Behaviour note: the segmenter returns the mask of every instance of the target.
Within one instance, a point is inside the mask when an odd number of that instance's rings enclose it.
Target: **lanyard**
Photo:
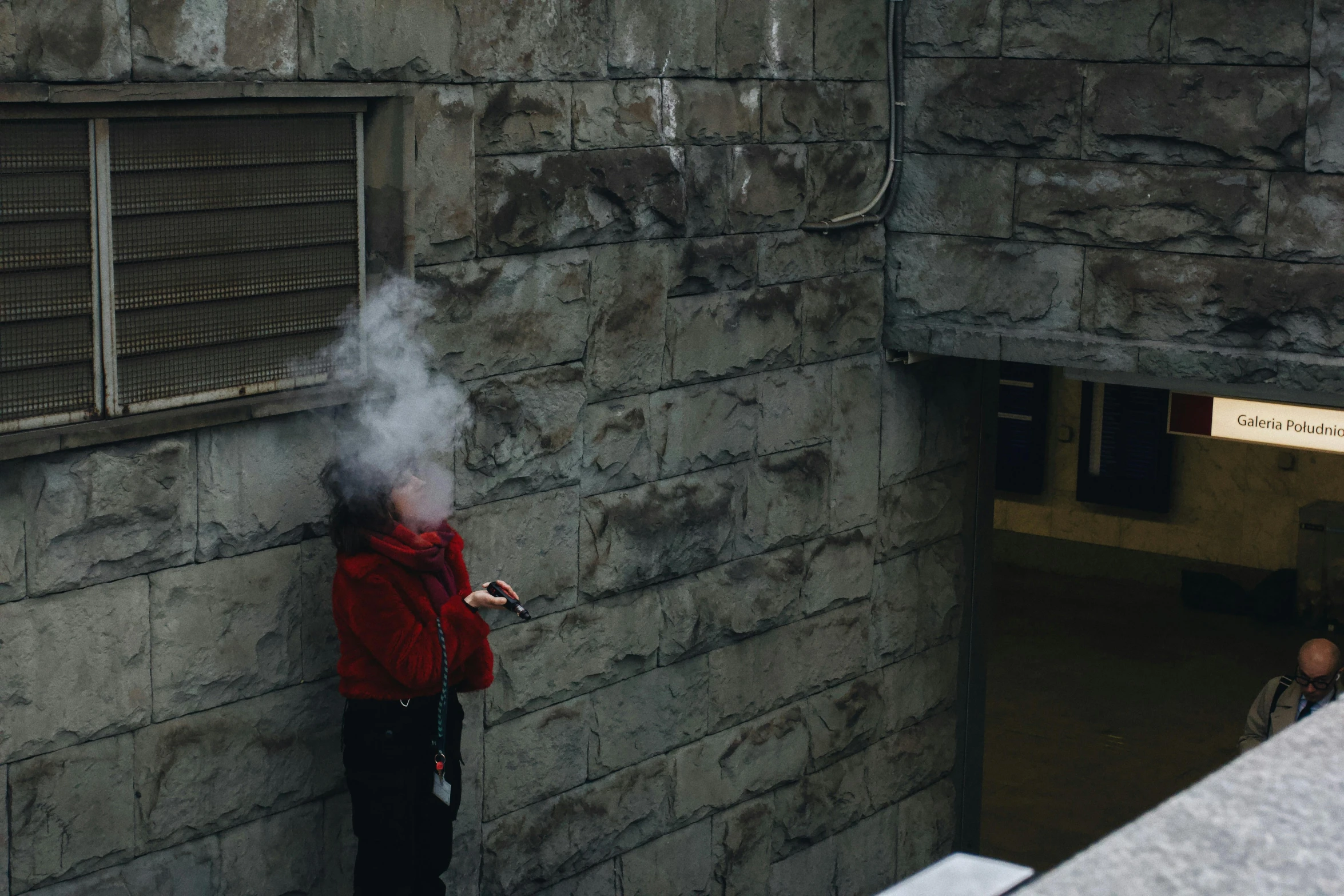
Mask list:
[[[444,755],[444,748],[448,746],[445,740],[445,728],[448,727],[448,643],[444,641],[444,623],[434,618],[434,627],[438,629],[438,656],[439,656],[439,672],[444,677],[442,689],[438,692],[438,737],[434,740],[434,771],[444,774],[444,763],[448,762],[448,756]]]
· · · ·
> STATED EXERCISE
Write out every line of the material above again with the wording unchanged. Scale each coordinate in the mask lists by 1.1 and round it to the nearest whole number, with halves going up, and leave the pictures out of your answer.

> EXERCISE ANSWER
Behaviour note: the segmenter returns the mask of every instance of the target.
Within one instance, a point is inside the mask when an odd number of that instance's rings enclose it.
Target: **lanyard**
Photo:
Mask list:
[[[488,831],[488,823],[493,821],[490,814],[490,801],[493,800],[493,707],[488,705],[488,685],[477,680],[477,690],[482,692],[482,722],[483,722],[483,739],[488,745],[486,758],[482,761],[482,811],[477,814],[477,848],[488,851],[488,839],[493,838],[493,832]]]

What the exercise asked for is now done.